++++ Text extract

The Python package bibliometrics, with source code on GitHub and available for installation from PyPI, is a command line utility implemented 100% in Python that extracts common bibliometrics (total citations, h-index, i10-index) from a researcher's Google Scholar profile, calculates others (g-index, i100-index, i1000-index) from the first page of their profile, and generates an SVG summarizing the metrics which can then be displayed perhaps on a list of publications on their website. Here is an example (colors are user-configurable) of what this produces when pointed at my Scholar profile:
The intended use-case is for a researcher to monitor their own publications. For example, I am currently running this in a cron job twice per month (once per month is probably also sufficient). It is designed with that use-case in mind. It is also designed to respect Google Scholar's current robots.txt
, which currently allows accessing the first page of a profile, while disallowing virtually everything else. It has no dependencies, and does not use any of the existing Python libraries that collect Scholar data. This is not a tool for more generally scraping such data. If you are looking for more general scraping functionality, you can find several such Python libraries by searching PyPI.
This post is organized as follows:
- Supported Citation Metrics: explains the supported bibliometrics, as well as why these are included.
- How to Use
- Info for Potential Contributors
- Where You Can Find Me
Supported Citation Metrics
This application supports the following bibliometrics:
- Total number of citations.
- Total number of citations in past 5 years.
- Number of citations to most-cited article.

++++++++
++++ Records supplied

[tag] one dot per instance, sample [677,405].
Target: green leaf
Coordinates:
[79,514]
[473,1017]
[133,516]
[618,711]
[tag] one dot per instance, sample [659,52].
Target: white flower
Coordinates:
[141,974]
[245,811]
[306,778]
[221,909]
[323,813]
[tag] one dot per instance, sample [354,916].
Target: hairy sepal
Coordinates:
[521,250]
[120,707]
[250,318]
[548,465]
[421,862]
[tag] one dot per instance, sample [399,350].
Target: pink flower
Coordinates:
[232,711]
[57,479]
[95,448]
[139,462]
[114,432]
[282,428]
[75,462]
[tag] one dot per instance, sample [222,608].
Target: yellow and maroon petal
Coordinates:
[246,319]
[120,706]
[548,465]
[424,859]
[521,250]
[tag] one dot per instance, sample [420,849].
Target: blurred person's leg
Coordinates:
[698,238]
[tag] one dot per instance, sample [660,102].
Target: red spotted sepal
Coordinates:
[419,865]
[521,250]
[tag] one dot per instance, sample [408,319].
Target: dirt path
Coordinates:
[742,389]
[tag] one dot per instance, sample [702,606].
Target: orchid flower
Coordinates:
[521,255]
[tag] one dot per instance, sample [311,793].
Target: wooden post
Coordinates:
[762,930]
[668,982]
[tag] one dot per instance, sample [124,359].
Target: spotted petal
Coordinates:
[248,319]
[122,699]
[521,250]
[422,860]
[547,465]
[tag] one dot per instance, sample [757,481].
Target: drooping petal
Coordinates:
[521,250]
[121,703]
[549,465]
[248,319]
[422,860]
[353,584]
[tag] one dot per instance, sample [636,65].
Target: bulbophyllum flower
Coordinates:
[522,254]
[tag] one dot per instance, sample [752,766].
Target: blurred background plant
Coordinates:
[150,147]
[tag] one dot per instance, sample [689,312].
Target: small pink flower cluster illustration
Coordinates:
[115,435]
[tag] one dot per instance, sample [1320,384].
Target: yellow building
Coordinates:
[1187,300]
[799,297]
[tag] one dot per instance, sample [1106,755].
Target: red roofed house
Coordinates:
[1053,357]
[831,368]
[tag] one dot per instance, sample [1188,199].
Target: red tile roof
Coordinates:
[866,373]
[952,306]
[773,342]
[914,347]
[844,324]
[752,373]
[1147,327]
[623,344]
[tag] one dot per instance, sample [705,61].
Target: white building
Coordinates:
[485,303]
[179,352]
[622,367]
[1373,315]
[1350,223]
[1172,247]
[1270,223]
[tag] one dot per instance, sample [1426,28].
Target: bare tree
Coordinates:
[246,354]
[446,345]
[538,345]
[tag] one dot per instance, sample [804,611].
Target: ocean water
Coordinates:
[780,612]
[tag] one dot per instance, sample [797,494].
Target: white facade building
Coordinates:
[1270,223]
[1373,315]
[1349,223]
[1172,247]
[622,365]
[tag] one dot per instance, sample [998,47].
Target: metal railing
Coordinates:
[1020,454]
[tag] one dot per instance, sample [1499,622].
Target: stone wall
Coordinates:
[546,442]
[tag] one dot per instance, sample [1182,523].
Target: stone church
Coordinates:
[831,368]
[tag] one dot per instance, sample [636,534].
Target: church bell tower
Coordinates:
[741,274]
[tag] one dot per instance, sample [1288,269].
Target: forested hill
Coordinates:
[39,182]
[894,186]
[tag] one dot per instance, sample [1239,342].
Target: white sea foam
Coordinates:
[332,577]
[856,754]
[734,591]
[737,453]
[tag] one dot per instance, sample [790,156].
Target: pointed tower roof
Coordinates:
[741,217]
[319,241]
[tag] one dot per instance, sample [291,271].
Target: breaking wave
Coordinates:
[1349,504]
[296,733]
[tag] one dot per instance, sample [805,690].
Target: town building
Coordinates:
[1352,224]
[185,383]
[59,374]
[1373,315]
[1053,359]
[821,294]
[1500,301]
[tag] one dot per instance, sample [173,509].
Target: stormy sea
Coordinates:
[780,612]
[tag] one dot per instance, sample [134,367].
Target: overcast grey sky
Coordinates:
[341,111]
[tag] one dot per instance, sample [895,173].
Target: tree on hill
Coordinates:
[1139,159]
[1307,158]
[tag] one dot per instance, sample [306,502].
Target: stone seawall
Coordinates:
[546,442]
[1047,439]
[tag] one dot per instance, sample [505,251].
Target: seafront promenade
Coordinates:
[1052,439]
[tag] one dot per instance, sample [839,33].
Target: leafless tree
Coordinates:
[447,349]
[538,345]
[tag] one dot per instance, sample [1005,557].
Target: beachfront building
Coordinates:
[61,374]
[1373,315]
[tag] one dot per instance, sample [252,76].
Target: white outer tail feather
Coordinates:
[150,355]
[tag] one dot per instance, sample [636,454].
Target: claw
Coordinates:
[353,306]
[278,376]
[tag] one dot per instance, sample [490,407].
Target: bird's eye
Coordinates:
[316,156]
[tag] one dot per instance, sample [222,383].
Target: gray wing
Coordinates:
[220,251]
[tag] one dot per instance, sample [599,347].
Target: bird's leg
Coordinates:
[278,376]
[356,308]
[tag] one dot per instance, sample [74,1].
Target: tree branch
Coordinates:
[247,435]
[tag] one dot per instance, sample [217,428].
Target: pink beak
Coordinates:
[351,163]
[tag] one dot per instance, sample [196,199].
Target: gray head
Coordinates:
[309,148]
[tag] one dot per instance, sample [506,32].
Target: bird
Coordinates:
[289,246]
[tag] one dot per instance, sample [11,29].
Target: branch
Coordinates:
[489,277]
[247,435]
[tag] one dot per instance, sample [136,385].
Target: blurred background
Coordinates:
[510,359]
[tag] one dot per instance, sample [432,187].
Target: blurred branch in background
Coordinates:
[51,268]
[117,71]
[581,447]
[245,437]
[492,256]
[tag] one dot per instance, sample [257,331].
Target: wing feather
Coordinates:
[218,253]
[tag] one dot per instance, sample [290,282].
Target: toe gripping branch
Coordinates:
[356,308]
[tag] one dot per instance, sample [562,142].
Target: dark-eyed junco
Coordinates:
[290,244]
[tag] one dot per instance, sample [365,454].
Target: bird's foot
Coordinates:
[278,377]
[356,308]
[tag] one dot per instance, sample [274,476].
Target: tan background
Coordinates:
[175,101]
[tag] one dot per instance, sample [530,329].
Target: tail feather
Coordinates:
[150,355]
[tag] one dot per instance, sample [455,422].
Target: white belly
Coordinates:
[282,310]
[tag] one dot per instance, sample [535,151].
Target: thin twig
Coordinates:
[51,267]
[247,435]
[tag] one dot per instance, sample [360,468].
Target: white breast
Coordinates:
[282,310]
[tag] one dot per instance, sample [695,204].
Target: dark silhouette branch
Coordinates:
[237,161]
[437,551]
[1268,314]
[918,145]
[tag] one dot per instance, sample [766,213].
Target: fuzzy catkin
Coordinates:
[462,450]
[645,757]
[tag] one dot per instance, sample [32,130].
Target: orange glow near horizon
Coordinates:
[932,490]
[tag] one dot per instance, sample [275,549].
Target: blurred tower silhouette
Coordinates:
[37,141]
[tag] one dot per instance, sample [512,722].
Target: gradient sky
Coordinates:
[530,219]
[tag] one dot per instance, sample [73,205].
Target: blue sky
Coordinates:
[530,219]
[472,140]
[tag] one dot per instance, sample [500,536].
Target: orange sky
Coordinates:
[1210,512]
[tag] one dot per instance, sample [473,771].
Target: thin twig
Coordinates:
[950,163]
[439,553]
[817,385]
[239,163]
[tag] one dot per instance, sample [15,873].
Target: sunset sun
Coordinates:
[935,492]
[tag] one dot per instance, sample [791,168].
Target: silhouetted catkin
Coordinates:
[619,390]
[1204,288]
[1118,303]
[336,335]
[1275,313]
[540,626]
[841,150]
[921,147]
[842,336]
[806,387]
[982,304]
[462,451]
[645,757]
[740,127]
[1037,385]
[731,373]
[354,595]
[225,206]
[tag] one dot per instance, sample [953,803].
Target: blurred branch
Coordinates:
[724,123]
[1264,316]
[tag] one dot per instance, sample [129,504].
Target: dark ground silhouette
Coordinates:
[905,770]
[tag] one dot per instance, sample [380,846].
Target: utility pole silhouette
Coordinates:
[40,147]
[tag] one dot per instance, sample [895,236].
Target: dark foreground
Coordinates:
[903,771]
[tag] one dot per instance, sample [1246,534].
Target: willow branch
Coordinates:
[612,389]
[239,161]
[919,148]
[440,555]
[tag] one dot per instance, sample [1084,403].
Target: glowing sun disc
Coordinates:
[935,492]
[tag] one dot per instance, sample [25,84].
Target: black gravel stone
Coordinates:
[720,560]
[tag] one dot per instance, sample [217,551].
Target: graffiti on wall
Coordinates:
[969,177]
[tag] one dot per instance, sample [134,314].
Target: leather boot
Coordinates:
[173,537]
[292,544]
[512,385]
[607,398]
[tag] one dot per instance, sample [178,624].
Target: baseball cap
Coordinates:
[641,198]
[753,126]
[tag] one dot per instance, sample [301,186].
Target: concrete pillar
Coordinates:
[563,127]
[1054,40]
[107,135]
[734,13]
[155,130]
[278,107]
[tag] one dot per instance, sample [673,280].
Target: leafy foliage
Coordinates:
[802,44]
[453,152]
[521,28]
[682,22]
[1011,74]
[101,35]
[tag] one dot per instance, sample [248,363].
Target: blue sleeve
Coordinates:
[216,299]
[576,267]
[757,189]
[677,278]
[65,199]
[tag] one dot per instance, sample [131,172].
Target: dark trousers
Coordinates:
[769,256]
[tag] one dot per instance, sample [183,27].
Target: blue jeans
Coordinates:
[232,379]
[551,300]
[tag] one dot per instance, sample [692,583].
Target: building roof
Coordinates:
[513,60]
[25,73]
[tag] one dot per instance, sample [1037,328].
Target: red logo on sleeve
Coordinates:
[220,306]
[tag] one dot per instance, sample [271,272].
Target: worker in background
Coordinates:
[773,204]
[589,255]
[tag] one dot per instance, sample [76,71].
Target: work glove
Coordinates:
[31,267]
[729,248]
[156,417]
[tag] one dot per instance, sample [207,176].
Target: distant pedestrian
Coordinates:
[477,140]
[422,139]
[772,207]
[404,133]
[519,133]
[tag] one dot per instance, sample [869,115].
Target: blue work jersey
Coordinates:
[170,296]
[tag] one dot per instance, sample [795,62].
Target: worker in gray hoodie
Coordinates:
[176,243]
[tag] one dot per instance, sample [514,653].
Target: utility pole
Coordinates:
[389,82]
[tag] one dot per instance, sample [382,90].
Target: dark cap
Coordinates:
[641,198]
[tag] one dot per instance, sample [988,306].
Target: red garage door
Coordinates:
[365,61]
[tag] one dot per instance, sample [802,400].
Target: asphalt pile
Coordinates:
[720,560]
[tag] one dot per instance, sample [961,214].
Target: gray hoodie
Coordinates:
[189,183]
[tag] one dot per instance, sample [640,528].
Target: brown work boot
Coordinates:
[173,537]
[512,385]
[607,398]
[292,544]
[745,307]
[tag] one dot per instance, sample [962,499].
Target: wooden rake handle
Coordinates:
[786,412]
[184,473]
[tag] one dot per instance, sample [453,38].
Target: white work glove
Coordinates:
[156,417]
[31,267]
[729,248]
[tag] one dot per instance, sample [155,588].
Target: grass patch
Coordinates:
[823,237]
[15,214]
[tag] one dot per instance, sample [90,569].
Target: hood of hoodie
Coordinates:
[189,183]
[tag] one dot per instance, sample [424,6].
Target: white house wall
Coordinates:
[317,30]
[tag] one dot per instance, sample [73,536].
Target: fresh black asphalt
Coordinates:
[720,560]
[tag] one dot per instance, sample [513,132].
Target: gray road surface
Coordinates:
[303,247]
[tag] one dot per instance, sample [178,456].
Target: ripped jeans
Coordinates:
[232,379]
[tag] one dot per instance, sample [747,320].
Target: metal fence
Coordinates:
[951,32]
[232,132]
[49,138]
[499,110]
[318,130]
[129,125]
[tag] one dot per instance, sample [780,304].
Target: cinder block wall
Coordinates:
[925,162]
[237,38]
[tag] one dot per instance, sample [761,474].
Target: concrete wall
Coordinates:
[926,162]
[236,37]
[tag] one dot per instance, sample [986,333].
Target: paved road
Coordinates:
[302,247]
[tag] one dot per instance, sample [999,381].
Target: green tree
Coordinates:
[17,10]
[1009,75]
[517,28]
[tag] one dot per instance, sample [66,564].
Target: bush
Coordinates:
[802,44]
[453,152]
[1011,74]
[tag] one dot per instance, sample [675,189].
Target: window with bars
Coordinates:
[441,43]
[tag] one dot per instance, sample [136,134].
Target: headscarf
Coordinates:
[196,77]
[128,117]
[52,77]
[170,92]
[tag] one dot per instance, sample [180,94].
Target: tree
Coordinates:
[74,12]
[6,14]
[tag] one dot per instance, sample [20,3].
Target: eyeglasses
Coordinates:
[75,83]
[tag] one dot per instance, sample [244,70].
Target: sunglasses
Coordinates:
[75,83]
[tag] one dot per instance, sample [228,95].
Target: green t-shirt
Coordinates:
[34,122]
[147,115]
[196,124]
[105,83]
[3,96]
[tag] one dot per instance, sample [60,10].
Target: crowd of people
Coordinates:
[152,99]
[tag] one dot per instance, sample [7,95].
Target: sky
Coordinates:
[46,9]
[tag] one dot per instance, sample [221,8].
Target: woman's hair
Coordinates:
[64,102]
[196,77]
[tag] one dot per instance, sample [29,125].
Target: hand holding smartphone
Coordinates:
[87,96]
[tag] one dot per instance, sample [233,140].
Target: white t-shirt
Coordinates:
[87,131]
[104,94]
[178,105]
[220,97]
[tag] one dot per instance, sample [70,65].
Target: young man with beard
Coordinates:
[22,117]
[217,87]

++++++++

== What the task requires ==
Quote the passage of the bibliometrics package description above exactly, between "This post is" and "past 5 years.", inclusive.

== Response ==
This post is organized as follows:
- Supported Citation Metrics: explains the supported bibliometrics, as well as why these are included.
- How to Use
- Info for Potential Contributors
- Where You Can Find Me
Supported Citation Metrics
This application supports the following bibliometrics:
- Total number of citations.
- Total number of citations in past 5 years.